---------- GIVEN DATA ----------

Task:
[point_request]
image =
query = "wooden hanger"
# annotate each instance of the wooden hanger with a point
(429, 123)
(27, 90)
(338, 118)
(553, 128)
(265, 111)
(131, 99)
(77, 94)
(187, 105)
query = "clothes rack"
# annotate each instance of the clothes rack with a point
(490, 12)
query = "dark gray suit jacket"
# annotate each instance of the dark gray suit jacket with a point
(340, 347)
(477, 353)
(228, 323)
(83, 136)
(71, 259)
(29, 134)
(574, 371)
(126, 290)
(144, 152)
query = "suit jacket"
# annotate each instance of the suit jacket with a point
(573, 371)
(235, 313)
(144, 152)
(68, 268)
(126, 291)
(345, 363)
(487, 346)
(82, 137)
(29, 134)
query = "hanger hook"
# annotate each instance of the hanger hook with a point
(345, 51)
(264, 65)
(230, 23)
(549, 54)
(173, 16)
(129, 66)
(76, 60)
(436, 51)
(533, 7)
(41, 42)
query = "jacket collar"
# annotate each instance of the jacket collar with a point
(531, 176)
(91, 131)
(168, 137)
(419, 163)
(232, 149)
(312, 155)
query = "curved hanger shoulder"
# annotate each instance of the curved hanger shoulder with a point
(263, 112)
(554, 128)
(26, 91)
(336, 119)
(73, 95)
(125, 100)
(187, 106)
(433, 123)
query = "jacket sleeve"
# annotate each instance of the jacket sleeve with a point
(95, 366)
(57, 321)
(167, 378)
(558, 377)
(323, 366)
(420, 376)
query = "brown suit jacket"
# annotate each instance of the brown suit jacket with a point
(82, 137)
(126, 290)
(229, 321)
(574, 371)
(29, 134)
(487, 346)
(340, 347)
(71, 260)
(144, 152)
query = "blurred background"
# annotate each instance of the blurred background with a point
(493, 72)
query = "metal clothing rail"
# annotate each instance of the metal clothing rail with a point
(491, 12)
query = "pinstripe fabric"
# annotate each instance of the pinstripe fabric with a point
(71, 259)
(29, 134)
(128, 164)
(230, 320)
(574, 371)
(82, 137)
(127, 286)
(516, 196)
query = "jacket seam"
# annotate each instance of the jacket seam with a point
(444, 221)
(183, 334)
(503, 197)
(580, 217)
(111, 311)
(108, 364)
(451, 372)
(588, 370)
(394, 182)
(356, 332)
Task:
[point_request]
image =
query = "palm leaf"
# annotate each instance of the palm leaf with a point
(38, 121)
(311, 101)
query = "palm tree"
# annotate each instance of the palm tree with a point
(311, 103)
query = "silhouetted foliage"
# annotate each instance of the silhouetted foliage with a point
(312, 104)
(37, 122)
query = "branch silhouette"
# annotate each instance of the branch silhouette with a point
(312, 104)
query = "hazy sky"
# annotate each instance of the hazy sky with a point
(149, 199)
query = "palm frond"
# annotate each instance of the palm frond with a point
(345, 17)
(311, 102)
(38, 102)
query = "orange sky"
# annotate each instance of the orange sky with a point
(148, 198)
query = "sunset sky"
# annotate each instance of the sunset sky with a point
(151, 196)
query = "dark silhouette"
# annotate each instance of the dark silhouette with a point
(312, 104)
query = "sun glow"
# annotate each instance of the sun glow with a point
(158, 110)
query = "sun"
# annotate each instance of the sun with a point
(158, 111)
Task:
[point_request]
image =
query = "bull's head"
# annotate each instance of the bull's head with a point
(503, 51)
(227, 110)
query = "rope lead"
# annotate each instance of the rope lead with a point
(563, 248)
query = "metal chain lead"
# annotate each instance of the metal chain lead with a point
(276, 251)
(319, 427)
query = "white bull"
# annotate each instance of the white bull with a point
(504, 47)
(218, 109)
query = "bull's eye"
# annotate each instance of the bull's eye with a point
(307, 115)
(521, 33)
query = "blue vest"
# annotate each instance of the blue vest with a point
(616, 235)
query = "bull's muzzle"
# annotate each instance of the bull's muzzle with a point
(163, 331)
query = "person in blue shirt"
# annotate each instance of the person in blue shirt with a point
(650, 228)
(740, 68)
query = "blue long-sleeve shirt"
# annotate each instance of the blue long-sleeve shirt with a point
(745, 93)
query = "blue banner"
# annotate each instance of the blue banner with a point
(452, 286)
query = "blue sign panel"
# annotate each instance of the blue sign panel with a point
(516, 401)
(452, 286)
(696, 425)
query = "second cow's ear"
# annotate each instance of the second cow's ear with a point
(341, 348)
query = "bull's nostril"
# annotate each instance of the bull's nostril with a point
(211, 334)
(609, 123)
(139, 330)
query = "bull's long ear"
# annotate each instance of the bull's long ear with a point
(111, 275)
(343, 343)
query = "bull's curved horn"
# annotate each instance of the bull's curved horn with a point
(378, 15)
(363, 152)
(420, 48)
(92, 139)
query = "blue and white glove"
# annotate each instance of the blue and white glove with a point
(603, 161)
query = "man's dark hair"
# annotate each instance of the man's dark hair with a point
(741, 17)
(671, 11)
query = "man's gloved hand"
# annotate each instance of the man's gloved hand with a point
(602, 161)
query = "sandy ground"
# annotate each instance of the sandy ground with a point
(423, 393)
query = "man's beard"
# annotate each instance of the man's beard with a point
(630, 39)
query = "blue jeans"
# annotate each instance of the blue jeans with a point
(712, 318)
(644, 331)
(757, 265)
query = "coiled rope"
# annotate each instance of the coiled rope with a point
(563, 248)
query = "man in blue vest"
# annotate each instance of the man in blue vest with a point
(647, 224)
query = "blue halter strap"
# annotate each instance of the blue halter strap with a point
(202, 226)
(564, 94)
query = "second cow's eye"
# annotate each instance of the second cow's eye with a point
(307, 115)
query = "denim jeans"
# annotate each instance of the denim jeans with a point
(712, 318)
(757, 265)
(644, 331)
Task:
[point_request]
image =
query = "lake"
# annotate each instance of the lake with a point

----------

## WHAT TO PRODUCE
Every line in the records that holds the word "lake" should be copied into the answer.

## ANSWER BOX
query = "lake"
# annotate each instance of the lake with a point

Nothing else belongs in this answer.